3. nella separazione delle attività deteriorate, inglobate in un veicolo di gestione che ripulisce lo stato patrimoniale della banca (strumento di separazione delle attività);
4. nel salvataggio c.d. interno, grazie al quale la banca viene ricapitalizzata, gli azionisti diluiti e i diritti dei creditori ridotti o convertiti in azioni (strumento del bail-in).

È doveroso comunque avvertire che anche prima dei recenti interventi riformatori, conferenti sostanza all'Unione bancaria, la crisi degli istituti di credito non era affatto priva di regolamentazione a livello sovranazionale. È infatti del 4 aprile 2001 la Direttiva 2001/24/CE del Parlamento europeo e del Consiglio, «in materia di risanamento e liquidazione degli enti creditizi», la quale attualmente, pur con tutti i suoi palesati limiti, ancora continua a rimanere il riferimento normativo per il reciproco riconoscimento e l'attuazione in tutti gli Stati membri delle decisioni concernenti il risanamento o la liquidazione degli enti creditizi con succursali in Stati membri diversi dal Paese d'origine (i.e. quello in cui l'ente ha ricevuto l'autorizzazione a svolgere attività bancaria), rappresentando una chiara espressione del principio di universalità e unità della procedura, propri del modello c.d. full universal insolvency. La nuova disciplina europea, infatti, pur ponendo le basi per un pregevole progredire dell'armonizzazione delle normative nazionali, non risulta in grado di coprire ogni profilo della gestione della crisi bancaria, rimanendo in particolare escluse le annose questioni non solo processuali (si pensi ad esempio ai problemi connessi all'esercizio delle azioni revocatorie in caso di accertata insolvenza transfrontaliera), ma anche, si può dire, genericamente procedimentali, le quali, ove non affrontate dalla Direttiva 2001/24/CE, già da tempo attuata negli ordinamenti interni degli Stati membri (in Italia si è provveduto al recepimento con il d.lgs. 9 luglio 2004, n. 197, che ha introdotto nel c.d. Testo Unico bancario gli artt. da 95-bis a 95-septies), seguitano a essere governate dalle differenti discipline di derivazione propriamente nazionale. Le difficoltà operative dovute alla stratificazione normativa, con sovrapposizione solo parziale di campo applicativo e intenzionale tralascio di regolamentazione di aspetti strettamente legati a quelli oggetto di disciplina, possono peraltro essere soltanto limitatamente arginate dall'impiego, già sperimentato, di strumenti di soft law.

○ ○ ○ ○

== Compito assegnato A ==
Ricopia parola per parola il brano sulle crisi bancarie, cominciando da "3. nella separazione" e finendo con "(strumento del bail-in).".
== Compito assegnato B ==
Scrivi il seguito del brano sulle crisi bancarie, riprendendo subito dopo la sua ultima frase.

== Dati estratti ==

○ ○ ○ ○

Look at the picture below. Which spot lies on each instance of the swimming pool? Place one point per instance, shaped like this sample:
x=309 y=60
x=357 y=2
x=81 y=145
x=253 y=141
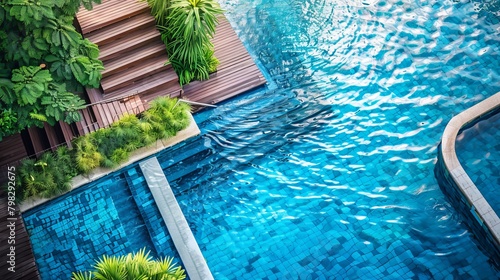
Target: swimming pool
x=328 y=171
x=478 y=151
x=115 y=215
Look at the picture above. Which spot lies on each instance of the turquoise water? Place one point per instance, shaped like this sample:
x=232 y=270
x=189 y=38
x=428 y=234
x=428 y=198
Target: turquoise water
x=478 y=151
x=115 y=215
x=327 y=172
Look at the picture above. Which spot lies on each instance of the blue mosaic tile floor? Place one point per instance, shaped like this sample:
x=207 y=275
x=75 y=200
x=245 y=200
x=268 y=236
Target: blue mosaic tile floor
x=102 y=218
x=478 y=150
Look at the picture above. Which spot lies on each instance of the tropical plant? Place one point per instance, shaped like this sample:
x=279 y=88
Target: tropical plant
x=44 y=59
x=31 y=97
x=86 y=155
x=46 y=177
x=111 y=146
x=139 y=265
x=187 y=27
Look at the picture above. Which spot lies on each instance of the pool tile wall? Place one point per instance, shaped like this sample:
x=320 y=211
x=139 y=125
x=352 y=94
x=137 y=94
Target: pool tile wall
x=482 y=233
x=478 y=150
x=459 y=187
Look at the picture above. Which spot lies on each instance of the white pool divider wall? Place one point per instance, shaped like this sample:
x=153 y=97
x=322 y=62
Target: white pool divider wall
x=178 y=228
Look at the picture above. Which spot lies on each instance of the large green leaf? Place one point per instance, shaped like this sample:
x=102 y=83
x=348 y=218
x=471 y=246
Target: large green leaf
x=30 y=11
x=30 y=83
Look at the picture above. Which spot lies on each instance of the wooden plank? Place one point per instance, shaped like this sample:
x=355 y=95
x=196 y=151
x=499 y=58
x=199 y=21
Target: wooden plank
x=51 y=135
x=237 y=72
x=108 y=13
x=35 y=139
x=67 y=133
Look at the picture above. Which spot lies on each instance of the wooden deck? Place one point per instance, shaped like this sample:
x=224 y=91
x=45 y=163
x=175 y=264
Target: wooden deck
x=25 y=266
x=237 y=72
x=133 y=56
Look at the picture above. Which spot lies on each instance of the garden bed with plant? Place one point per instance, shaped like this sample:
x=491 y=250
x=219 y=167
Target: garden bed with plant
x=51 y=174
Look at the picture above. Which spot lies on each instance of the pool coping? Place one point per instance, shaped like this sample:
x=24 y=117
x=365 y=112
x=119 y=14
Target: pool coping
x=139 y=154
x=455 y=169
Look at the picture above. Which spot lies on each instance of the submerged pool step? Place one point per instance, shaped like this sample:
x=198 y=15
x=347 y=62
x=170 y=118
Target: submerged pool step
x=130 y=217
x=185 y=243
x=186 y=149
x=157 y=230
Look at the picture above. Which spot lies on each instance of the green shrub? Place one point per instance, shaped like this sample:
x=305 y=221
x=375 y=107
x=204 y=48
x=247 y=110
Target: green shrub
x=111 y=146
x=86 y=155
x=46 y=177
x=132 y=266
x=51 y=174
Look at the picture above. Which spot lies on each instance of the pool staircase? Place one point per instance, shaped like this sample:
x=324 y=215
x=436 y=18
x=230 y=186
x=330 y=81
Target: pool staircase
x=185 y=243
x=156 y=228
x=190 y=163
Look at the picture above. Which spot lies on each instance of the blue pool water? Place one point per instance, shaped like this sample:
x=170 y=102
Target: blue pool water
x=327 y=172
x=112 y=216
x=478 y=150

○ ○ ○ ○

== Risultato finale A ==
3. nella separazione delle attività deteriorate, inglobate in un veicolo di gestione che ripulisce lo stato patrimoniale della banca (strumento di separazione delle attività);
4. nel salvataggio c.d. interno, grazie al quale la banca viene ricapitalizzata, gli azionisti diluiti e i diritti dei creditori ridotti o convertiti in azioni (strumento del bail-in).

== Risultato finale B ==
La tenuta della procedura concorsuale tipica interna: quali spazi di operatività

È di indubbia evidenza come le soluzioni prospettate in ambito europeo, imponendosi anzitutto come alternative alla procedura tradizionale d'insolvenza mediante l'offerta di mezzi specifici per ristrutturare o liquidare la banca in dissesto, siano destinate ad importare nell'ordinamento interno una sostanziale modifica della disciplina settoriale, come del resto sollecitato anche dal Fondo Monetario Internazionale.

Una conseguente evoluzione “forzata” della normativa nazionale appare infatti indiscutibile, introducendosi ufficialmente in essa misure tipicamente previste per la composizione della crisi dell'impresa industriale – ad oggi invece non regolamentate con riguardo al comparto bancario –, ancorché con l'onnipresente mediazione da parte della competente autorità di vigilanza, sia essa, a seconda dei casi, a livello europeo o nazionale.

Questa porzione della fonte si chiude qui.